### EXCERPT PROVIDED
-- START --

[Biopython] Legacy blastn XML outfile parsing is slow. What XML parser is actually used?

Peter Cock p.j.a.cock at googlemail.com
Tue Sep 25 11:03:15 UTC 2012


On Tue, Sep 25, 2012 at 11:34 AM, Michiel de Hoon <mjldehoon at yahoo.com> wrote:
>> The same goes with the attribute names. I suppose I
>> could add one table in the draft tutorial to list the
>> new attribute names, but I prefer not to have any
>> Bio.Blast-compatible names in the code.
>
>>> I would have to lookup how the record attributes
>>> changed(=renamed) from those specific for blast to
>>> those generalized and used(=promoted)
>>> by SearchIO.
>
>>> I see, hsp.sbjct_start is renamed to hsp.hit_start ...
>
> I would suggest to use the same names as in the XML
> source file. Then we are consistent with NCBI, we don'
>t have to come up with our own names, and we won't
> have to provide a list of biopython-defined record
> attributes. Dropping the "Hsp" in <Hsp_hit-from>, that
> would be "hit-from".

We can't be fully consistent with the NCBI since they
have more than one naming convention ;)

-- END --

### GOALS
#1 List every specific record attribute name or XML tag name cited in the mailing-list post.
#2 From the mailing-list post, quote the passage from "On Tue, Sep" up to and including "generalized and used(=promoted)".
The entries after this point are independent of the mailing-list post.

### STORED RECORDS
-- START --

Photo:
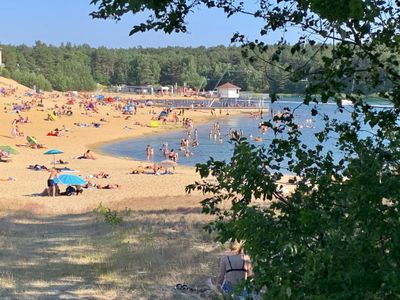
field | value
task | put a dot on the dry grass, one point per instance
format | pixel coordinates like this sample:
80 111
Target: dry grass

-- END --

### THE SOLUTIONS
#1
hsp.sbjct_start
hsp.hit_start
<Hsp_hit-from>
hit-from

#2
On Tue, Sep 25, 2012 at 11:34 AM, Michiel de Hoon <mjldehoon at yahoo.com> wrote:
>> The same goes with the attribute names. I suppose I
>> could add one table in the draft tutorial to list the
>> new attribute names, but I prefer not to have any
>> Bio.Blast-compatible names in the code.
>
>>> I would have to lookup how the record attributes
>>> changed(=renamed) from those specific for blast to
>>> those generalized and used(=promoted)